Matthew Belloni Matthew Belloni

Welcome back to What I’m Hearing, and happy M.L.K. Day, college
football national championship game day, and Trump Inauguration Day. (In that order? I guess it depends on if you’re hoping to merge your large, financially challenged media company.)   

 

Given the embarrassing holiday weekend at the box office, let’s just pretend the moviegoing year starts… now. Tomorrow is our annual Box Office Draft episode of The Town
(please send me—and not Lucas—your proprietary insights on ’25 releases), and tonight our box office Nostradamus Scott Mendelson has his biggest questions (and a few answers) about a fascinating year.      

 

🎧 Programming note: This week on The Town, CBS president Amy Reisenbach
explained her new greenlight calculus, and the Assistants vs. Agents guy, Warner Bailey, told some very fun assistant horror stories. Subscribe
here and here.

 

Got a news tip or an idea for me? Just reply to this email or message me on Signal at 310-804-3198.   

 

Discussed in this issue: Ryan Gosling, Justin Baldoni, Brad Cafarelli, Kevin Hart, Margot Robbie, David Zaslav, Ryan Reynolds, Brady Corbet, Pam Abdy,
Mel Gibson, Kathy Kennedy, Jake Paul, John Krasinski, Dave Grohl, and… a curious art sale. 

 

But first…

 

Who Won the Week: Benson Boone

The best new artist Grammy nominee with the
Chalamet-esque mustache scored the number one song of 2024 with “Beautiful Things,” per Luminate’s year-end report, topping Sabrina Carpenter’s “Espresso” and Billie Eilish’s “Birds of a Feather.” 

 

Runner-up: Jason Bateman, who’s coming for Millie Bobby Brown’s “Biggest Star on
Netflix” title. His preposterous airport thriller, Carry-On, just hopped her Damsel to hit number five on the all-time most watched original movies list.   

 

Honorable mention: Brad Cafarelli, the publicist, whose client Whoopi Goldberg just so happened to vigorously
defend another of his clients, Carrie Underwood, against backlash from performing at Trump’s inauguration.

---*---

List of tasks =>
1/ Name every song title that appears in the newsletter excerpt.
2/ Repeat the newsletter excerpt word for word between "Given the embarrassing" and "here and here.", inclusive.
The material after this newsletter excerpt is separate from it.

Material supplied =>
---*---

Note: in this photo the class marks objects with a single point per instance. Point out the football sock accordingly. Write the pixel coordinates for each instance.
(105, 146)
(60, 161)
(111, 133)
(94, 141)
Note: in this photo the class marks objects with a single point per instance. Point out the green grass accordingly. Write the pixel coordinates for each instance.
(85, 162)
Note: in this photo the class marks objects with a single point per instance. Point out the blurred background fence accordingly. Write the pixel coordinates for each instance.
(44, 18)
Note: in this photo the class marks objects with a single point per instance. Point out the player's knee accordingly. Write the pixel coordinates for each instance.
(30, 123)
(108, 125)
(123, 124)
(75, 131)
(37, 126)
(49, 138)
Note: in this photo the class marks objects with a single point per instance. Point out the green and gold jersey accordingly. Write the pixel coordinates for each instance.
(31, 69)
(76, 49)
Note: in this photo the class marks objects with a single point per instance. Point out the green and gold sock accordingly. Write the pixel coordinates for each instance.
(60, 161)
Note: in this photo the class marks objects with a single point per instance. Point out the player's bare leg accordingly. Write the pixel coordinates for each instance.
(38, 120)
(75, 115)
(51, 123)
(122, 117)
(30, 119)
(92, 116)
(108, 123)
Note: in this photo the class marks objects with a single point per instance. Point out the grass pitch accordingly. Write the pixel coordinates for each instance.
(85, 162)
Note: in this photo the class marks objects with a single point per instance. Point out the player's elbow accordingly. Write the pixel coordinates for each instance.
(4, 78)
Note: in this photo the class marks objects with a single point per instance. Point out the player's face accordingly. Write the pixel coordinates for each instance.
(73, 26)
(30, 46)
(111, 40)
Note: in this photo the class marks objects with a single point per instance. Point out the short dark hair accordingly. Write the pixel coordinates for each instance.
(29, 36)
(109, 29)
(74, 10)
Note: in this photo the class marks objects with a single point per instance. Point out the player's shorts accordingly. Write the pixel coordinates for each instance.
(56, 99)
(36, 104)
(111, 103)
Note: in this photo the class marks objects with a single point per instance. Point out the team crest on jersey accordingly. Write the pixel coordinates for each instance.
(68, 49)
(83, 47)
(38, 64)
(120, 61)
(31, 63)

---*---

Task-by-task answers =>
1/ "Beautiful Things," "Espresso," and "Birds of a Feather."

2/
Given the embarrassing holiday weekend at the box office, let’s just pretend the moviegoing year starts… now. Tomorrow is our annual Box Office Draft episode of The Town
(please send me—and not Lucas—your proprietary insights on ’25 releases), and tonight our box office Nostradamus Scott Mendelson has his biggest questions (and a few answers) about a fascinating year.      

 

🎧 Programming note: This week on The Town, CBS president Amy Reisenbach
explained her new greenlight calculus, and the Assistants vs. Agents guy, Warner Bailey, told some very fun assistant horror stories. Subscribe
here and here.